*WORK INSTRUCTIONS*:
Rewrite all the records below, replacing "put a marker on" with "place a dot on" wherever it appears. Leave everything else unchanged.

▼

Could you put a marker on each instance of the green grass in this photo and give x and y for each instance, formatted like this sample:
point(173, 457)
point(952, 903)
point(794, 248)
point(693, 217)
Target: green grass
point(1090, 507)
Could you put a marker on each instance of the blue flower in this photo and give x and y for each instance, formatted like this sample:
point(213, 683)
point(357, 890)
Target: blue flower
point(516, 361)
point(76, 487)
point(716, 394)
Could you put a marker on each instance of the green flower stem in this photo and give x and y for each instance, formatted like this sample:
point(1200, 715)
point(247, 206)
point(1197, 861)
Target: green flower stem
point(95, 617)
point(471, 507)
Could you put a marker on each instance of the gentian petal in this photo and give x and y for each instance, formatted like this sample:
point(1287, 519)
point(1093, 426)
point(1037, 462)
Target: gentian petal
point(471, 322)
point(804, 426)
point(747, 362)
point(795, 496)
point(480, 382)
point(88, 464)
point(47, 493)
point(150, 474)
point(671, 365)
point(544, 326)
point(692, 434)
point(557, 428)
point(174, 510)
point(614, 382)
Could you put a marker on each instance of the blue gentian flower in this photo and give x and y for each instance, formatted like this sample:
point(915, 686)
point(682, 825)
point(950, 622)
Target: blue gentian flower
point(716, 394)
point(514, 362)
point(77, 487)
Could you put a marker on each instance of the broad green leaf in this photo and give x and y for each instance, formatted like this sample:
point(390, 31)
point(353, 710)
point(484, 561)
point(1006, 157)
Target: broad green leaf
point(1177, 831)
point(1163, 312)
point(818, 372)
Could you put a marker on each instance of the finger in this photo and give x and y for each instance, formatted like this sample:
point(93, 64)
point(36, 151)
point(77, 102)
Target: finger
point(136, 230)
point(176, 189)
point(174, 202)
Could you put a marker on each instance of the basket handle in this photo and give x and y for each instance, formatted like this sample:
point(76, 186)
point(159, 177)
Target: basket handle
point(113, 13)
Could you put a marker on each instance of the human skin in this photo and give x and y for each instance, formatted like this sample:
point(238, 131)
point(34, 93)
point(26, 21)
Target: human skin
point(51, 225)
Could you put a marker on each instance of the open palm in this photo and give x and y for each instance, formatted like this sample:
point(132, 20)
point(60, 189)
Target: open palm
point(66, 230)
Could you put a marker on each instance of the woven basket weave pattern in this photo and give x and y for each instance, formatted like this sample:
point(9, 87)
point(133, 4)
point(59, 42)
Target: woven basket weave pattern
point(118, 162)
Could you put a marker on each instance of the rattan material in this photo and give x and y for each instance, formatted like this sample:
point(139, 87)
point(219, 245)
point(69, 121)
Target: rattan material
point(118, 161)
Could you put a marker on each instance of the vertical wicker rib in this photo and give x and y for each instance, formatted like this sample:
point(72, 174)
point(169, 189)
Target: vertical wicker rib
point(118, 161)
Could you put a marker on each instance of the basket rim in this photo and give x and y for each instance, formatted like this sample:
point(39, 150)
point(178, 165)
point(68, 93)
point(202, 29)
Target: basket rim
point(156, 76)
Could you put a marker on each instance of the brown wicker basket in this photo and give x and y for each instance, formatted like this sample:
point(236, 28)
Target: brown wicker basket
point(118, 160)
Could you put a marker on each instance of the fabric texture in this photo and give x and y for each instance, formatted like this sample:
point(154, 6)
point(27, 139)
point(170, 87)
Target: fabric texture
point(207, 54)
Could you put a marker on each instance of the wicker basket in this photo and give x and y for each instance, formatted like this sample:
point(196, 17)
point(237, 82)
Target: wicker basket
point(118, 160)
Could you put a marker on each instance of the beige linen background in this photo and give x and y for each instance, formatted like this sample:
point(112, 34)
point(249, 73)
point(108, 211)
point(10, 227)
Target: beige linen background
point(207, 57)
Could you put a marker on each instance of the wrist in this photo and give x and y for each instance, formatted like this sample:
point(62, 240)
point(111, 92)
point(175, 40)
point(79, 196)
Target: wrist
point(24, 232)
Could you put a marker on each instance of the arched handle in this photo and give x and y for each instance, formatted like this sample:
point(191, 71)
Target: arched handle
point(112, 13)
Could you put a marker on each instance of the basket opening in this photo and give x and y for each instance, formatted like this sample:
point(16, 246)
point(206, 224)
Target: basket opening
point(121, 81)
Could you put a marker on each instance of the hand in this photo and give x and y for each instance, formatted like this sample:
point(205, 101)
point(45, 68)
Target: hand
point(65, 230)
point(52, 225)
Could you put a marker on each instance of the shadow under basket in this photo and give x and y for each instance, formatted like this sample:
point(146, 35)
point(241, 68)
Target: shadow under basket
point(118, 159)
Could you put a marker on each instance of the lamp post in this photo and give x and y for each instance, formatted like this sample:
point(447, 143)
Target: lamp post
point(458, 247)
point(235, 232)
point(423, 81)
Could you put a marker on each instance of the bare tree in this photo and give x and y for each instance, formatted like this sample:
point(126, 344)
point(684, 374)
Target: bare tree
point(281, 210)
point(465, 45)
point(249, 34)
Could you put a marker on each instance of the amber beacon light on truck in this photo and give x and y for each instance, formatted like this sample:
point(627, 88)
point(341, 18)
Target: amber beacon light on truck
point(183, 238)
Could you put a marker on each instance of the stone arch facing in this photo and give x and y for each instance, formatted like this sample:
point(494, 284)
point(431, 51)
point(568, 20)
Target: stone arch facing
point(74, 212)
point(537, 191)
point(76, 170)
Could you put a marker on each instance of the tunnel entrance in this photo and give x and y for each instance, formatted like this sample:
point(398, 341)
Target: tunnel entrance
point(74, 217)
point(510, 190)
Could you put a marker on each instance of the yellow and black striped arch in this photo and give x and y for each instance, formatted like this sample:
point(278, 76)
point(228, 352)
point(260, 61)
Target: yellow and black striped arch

▲

*WORKED ANSWER*:
Could you place a dot on each instance of the green grass in this photo and give x and y for each instance, formatted like this sample:
point(173, 457)
point(952, 903)
point(794, 248)
point(693, 217)
Target: green grass
point(1090, 507)
Could you place a dot on each instance of the blue flower in this photo and give x and y for each instance, formatted like this sample:
point(213, 683)
point(357, 890)
Target: blue flower
point(516, 361)
point(76, 487)
point(716, 394)
Could you place a dot on each instance of the green flower stem in this photo and give x and y for each instance, formatted like this sample:
point(1200, 715)
point(247, 206)
point(1197, 861)
Target: green flower stem
point(95, 617)
point(471, 507)
Could you place a dot on each instance of the gentian petal in this photo and give x and y for each instance, formatted like this sample:
point(1287, 519)
point(1093, 426)
point(1037, 462)
Target: gentian petal
point(471, 322)
point(804, 426)
point(747, 362)
point(795, 496)
point(480, 382)
point(88, 464)
point(47, 493)
point(150, 474)
point(671, 365)
point(544, 326)
point(692, 434)
point(557, 428)
point(174, 510)
point(614, 382)
Could you place a dot on each instance of the blue gentian flower in this photo and give x and y for each instance, formatted like this sample:
point(915, 686)
point(682, 825)
point(950, 622)
Target: blue gentian flower
point(716, 394)
point(514, 362)
point(77, 487)
Could you place a dot on each instance of the broad green leaf in this photo and give x and y for each instance, formatted like this sample:
point(390, 31)
point(353, 710)
point(484, 561)
point(1006, 157)
Target: broad green leaf
point(1177, 831)
point(1163, 312)
point(818, 372)
Could you place a dot on each instance of the finger in this photo and give x and y for each instance, formatted like this sample:
point(93, 64)
point(36, 151)
point(77, 102)
Target: finger
point(136, 230)
point(176, 189)
point(174, 202)
Could you place a dot on each instance of the basket handle in this photo and give x and y for each instance, formatted like this sample:
point(76, 186)
point(159, 177)
Target: basket handle
point(113, 13)
Could you place a dot on each instance of the human skin in this photo and give x and y for each instance, formatted like this sample:
point(238, 131)
point(34, 93)
point(26, 21)
Target: human skin
point(51, 225)
Could you place a dot on each instance of the open palm in this photo and give x and y for each instance, formatted like this sample:
point(132, 20)
point(60, 189)
Target: open palm
point(66, 230)
Could you place a dot on each instance of the woven basket weave pattern in this photo and give x and y for each instance, formatted like this sample:
point(9, 87)
point(133, 4)
point(59, 42)
Target: woven basket weave pattern
point(118, 162)
Could you place a dot on each instance of the rattan material in this photo and give x and y for each instance, formatted like this sample:
point(139, 87)
point(219, 245)
point(69, 121)
Target: rattan material
point(118, 161)
Could you place a dot on each instance of the vertical wicker rib in this photo and give x and y for each instance, formatted like this sample:
point(72, 174)
point(169, 189)
Target: vertical wicker rib
point(118, 161)
Could you place a dot on each instance of the basket rim in this photo and give x and y for each instance, formatted like this sample:
point(39, 150)
point(178, 165)
point(68, 93)
point(202, 29)
Target: basket rim
point(156, 76)
Could you place a dot on each instance of the brown wicker basket in this photo and give x and y for each instance, formatted like this sample:
point(236, 28)
Target: brown wicker basket
point(118, 160)
Could you place a dot on each instance of the fabric texture in this photo and give x and y for each instance, formatted like this sample:
point(154, 6)
point(27, 139)
point(170, 87)
Target: fabric texture
point(207, 54)
Could you place a dot on each instance of the wicker basket in this photo and give x and y for each instance, formatted like this sample:
point(196, 17)
point(237, 82)
Target: wicker basket
point(118, 160)
Could you place a dot on each instance of the beige linen background in this photo and give x and y for each instance, formatted like this sample:
point(112, 34)
point(249, 73)
point(108, 211)
point(10, 227)
Target: beige linen background
point(207, 57)
Could you place a dot on each instance of the wrist in this photo and give x and y for each instance, formatted like this sample:
point(62, 240)
point(111, 92)
point(175, 40)
point(79, 196)
Target: wrist
point(24, 232)
Could you place a dot on each instance of the arched handle in this photo and give x and y for each instance, formatted like this sample:
point(191, 71)
Target: arched handle
point(112, 13)
Could you place a dot on each instance of the basket opening in this photo and give x and y for each instance, formatted like this sample:
point(16, 246)
point(206, 224)
Target: basket opening
point(121, 81)
Could you place a dot on each instance of the hand in this photo and give x and y for each instance, formatted like this sample:
point(205, 101)
point(45, 68)
Target: hand
point(65, 230)
point(52, 225)
Could you place a dot on each instance of the shadow under basket in this photo and give x and y for each instance, formatted like this sample:
point(146, 35)
point(241, 68)
Target: shadow under basket
point(118, 159)
Could you place a dot on each instance of the lamp post in this photo and give x and y for each instance, formatted like this sample:
point(447, 143)
Target: lamp post
point(458, 247)
point(235, 232)
point(423, 81)
Could you place a dot on each instance of the bare tree in this photo and give x and y for each instance, formatted like this sample:
point(126, 344)
point(684, 374)
Target: bare tree
point(281, 210)
point(465, 45)
point(249, 34)
Could you place a dot on each instance of the amber beacon light on truck in this photo and give x and y for each instance, formatted like this sample:
point(627, 88)
point(341, 18)
Target: amber beacon light on truck
point(183, 238)
Could you place a dot on each instance of the stone arch facing in this photo and give x and y for each instance, formatted like this sample:
point(494, 284)
point(431, 51)
point(568, 20)
Target: stone arch facing
point(74, 212)
point(537, 191)
point(76, 170)
Could you place a dot on each instance of the tunnel entrance in this photo and give x and y for each instance, formatted like this sample:
point(398, 341)
Target: tunnel entrance
point(74, 217)
point(510, 190)
Could you place a dot on each instance of the yellow and black striped arch in this photo and give x and y for each instance, formatted like this sample:
point(278, 76)
point(228, 352)
point(260, 61)
Target: yellow and black striped arch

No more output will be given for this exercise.